Begin DATASET RECORDS

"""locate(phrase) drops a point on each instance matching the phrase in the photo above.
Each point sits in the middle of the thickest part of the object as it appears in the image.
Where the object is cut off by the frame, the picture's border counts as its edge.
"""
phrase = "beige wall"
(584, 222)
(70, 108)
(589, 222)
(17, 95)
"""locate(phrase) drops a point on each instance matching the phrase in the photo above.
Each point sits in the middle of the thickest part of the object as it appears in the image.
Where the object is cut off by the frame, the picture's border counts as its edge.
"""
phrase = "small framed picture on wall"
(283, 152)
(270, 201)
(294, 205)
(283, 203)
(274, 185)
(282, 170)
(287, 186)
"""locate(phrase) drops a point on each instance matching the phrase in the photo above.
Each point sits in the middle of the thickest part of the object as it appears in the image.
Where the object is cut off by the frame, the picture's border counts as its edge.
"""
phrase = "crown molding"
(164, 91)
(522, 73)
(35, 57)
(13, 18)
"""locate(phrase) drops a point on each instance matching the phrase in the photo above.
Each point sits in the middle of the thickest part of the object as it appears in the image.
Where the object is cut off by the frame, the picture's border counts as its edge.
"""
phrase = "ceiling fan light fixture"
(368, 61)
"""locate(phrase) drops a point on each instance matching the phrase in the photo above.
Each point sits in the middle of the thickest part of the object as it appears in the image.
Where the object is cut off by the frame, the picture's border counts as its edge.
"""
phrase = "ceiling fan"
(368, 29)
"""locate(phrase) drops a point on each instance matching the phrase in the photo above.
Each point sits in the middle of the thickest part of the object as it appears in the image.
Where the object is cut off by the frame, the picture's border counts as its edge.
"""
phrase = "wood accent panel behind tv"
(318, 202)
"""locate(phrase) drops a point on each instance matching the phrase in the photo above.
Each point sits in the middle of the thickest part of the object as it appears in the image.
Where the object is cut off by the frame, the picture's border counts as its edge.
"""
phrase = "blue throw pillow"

End DATASET RECORDS

EXERCISE AIM: Repeat all of the records above exactly as they appear.

THE SOLUTION:
"""locate(phrase) drops a point on each instance matching the phrase in the photo above.
Each point sits in the middle of the thickest part of the object as it appears in the image.
Where the object is cut off by the frame, the picture's border counts as its edge.
"""
phrase = "beige wall"
(584, 222)
(70, 108)
(589, 222)
(17, 95)
"""locate(phrase) drops a point on each instance matching the phrase in the photo above.
Each point sits in the middle of the thickest part of the object as it appears in the image.
Where the object is cut off by the frame, the picture's border counts as its edge.
"""
phrase = "small framed picture on wall"
(283, 152)
(270, 201)
(294, 205)
(283, 203)
(274, 185)
(282, 170)
(287, 186)
"""locate(phrase) drops a point on each instance matching the phrase in the photo above.
Each point sits in the middle of the thickest part of the object as it appears in the image.
Where the object is cut off by the frame, the picture's border counts as its edge.
"""
phrase = "crown molding"
(164, 91)
(522, 73)
(35, 57)
(13, 18)
"""locate(phrase) drops a point on each instance matching the phrase in the photo above.
Each point sits in the middle of the thickest part of the object as it appears in the image.
Where the object is cut off by the frame, the picture's border counts as its edge.
"""
phrase = "ceiling fan light fixture"
(368, 61)
"""locate(phrase) drops a point on each instance matching the phrase in the photo above.
Each point sits in the middle of the thickest part of the object as it appears in the image.
Where the object is cut off by the frame, the picture's border counts as its edge.
"""
phrase = "ceiling fan"
(368, 29)
"""locate(phrase) drops a point on each instance matching the phrase in the photo above.
Each point sits in the middle of the thickest part of the object as it appears in the image.
Where the object is cut off by the frame, the picture's border counts as its edge.
"""
phrase = "wood accent panel behind tv"
(318, 202)
"""locate(phrase) drops a point on each instance matching the phrase in the photo above.
Each point sits in the middle of the thickest part of the object as it appears in the image.
Where the object is cut off by the frame, the picture's border counts as its edge.
"""
phrase = "blue throw pillow"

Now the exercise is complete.